The World Today for May 03, 2018

NEED TO KNOW

INDONESIA

Motion Sickness

Indonesia, the world’s third-largest democracy, is developing at breakneck speeds.

Since the ouster of longtime dictator General Muhammad Suharto in 1998 and the nation’s first democratic elections in 2004, Indonesia’s extremely diverse 261 million citizens have enjoyed more political freedoms than ever before.

After his election in 2014, President Joko Widodo – the nation’s first leader not belonging to the political or military elite – set about implementing reforms to bring Indonesia into the 21st century.

To attract direct investment and diversify the economy, Indonesia passed laws to streamline bureaucracy and set its sights on sectors like textiles, entertainment and packaged foods, Bloomberg reported. The ease of doing business has vastly improved in Indonesia since Widodo took office, and the economy is growing at a healthy pace.

Widodo also created a universal healthcare scheme that ­­offers all Indonesians a slew of services for free. It’s a huge improvement on the previous system, where the poor either remained sick or entered into lending schemes to get treatment, the South China Morning Post wrote.

### Written instruction 1
Please write out again the rows starting at the one containing "Hi there! Could you please locate the man's nose" and ending at the last of the rows, keeping the wording unchanged. Multiply every bounding-box coordinate in the answers by 2 and round each to a whole number, with halves rounded up.
The Indonesia article and the rows that follow it are separate material.

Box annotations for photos
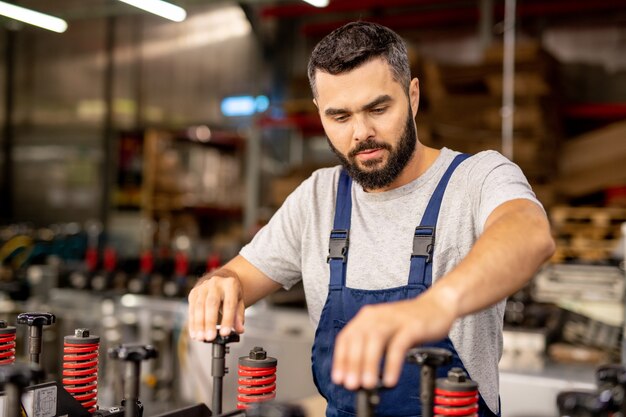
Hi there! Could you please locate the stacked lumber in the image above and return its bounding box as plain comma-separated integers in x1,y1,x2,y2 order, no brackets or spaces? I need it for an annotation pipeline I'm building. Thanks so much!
558,121,626,198
550,206,626,262
422,42,560,207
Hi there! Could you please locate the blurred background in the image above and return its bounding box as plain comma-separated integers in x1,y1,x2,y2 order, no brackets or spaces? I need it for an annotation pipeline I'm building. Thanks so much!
0,0,626,417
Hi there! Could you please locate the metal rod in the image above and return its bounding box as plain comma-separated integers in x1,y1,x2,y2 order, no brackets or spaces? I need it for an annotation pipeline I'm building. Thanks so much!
622,222,626,364
0,28,16,221
501,0,516,160
124,361,141,417
211,343,226,414
28,325,43,365
243,123,262,236
99,16,116,232
478,0,493,50
420,364,435,417
2,384,23,417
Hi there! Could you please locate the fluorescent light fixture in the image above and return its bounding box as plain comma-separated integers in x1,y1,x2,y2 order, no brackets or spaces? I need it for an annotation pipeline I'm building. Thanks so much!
120,0,187,22
0,1,67,33
304,0,329,7
220,96,270,117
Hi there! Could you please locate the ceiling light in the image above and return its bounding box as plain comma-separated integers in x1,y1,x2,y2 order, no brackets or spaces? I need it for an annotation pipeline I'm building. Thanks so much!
304,0,329,7
0,1,67,33
120,0,187,22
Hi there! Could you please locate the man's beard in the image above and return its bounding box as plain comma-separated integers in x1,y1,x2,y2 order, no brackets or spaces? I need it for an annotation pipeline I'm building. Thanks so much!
327,106,417,190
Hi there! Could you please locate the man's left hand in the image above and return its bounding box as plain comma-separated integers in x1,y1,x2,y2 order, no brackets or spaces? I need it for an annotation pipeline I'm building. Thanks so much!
331,287,457,390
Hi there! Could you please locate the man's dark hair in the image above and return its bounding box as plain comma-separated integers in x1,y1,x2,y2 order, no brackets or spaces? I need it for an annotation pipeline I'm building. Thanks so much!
307,22,411,97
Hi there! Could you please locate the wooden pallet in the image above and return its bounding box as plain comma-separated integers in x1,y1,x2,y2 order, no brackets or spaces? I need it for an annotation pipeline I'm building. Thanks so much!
550,206,626,262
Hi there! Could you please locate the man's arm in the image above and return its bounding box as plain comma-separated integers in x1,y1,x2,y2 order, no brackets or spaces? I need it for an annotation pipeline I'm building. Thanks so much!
332,199,554,389
189,255,281,340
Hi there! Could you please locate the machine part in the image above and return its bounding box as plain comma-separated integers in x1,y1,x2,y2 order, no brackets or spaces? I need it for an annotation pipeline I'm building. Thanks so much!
0,363,43,417
17,312,56,364
237,346,278,409
434,368,478,417
63,329,100,413
596,364,626,416
407,347,452,417
0,320,16,365
206,326,239,414
109,345,158,417
244,402,304,417
556,391,613,417
356,387,380,417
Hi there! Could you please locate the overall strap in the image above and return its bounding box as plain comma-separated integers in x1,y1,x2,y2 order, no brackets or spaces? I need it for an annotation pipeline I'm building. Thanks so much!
327,169,352,289
409,154,470,287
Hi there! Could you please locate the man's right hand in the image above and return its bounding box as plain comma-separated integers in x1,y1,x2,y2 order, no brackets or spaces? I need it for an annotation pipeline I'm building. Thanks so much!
189,269,245,341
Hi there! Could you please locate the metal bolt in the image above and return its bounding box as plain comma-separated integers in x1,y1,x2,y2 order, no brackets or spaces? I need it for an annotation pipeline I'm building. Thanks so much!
249,346,267,360
74,329,89,337
448,368,467,382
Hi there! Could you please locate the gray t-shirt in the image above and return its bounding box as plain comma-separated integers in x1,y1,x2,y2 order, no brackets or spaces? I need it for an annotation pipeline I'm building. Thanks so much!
240,148,540,412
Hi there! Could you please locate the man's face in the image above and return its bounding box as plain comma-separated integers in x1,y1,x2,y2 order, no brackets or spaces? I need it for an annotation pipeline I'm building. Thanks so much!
316,59,419,190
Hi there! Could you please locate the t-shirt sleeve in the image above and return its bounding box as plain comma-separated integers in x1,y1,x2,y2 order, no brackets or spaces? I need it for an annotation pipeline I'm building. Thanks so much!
239,179,312,290
468,151,543,233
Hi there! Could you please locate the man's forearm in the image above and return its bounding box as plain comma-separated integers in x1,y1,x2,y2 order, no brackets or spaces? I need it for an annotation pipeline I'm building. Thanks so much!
425,200,554,317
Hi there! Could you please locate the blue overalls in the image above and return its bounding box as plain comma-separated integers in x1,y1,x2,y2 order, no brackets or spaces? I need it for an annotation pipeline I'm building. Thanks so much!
312,154,495,417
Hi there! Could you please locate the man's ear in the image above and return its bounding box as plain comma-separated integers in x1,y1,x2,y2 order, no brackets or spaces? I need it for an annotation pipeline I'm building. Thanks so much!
409,78,420,118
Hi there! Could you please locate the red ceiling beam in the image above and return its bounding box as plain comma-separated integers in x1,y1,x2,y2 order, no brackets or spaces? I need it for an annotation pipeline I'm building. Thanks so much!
261,0,458,19
302,8,479,36
301,0,626,36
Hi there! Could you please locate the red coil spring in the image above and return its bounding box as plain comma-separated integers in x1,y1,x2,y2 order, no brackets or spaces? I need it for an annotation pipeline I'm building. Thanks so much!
63,334,100,413
237,347,277,409
434,368,478,417
0,325,16,365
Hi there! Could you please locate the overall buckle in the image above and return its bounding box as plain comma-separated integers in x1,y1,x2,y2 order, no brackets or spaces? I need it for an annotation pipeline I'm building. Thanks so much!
411,226,435,263
326,229,350,263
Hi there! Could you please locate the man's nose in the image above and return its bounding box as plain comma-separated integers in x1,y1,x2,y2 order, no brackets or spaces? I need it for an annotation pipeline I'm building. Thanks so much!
352,115,375,142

### Written instruction 2
List the economic sectors that the Indonesia article says the country set its sights on.

### Full output 1
Hi there! Could you please locate the man's nose in the image above and return its bounding box as plain comma-separated integers in x1,y1,x2,y2 order, no brackets or spaces? I need it for an annotation pipeline I'm building. Thanks so much!
704,230,750,284

### Full output 2
Textiles, entertainment, packaged foods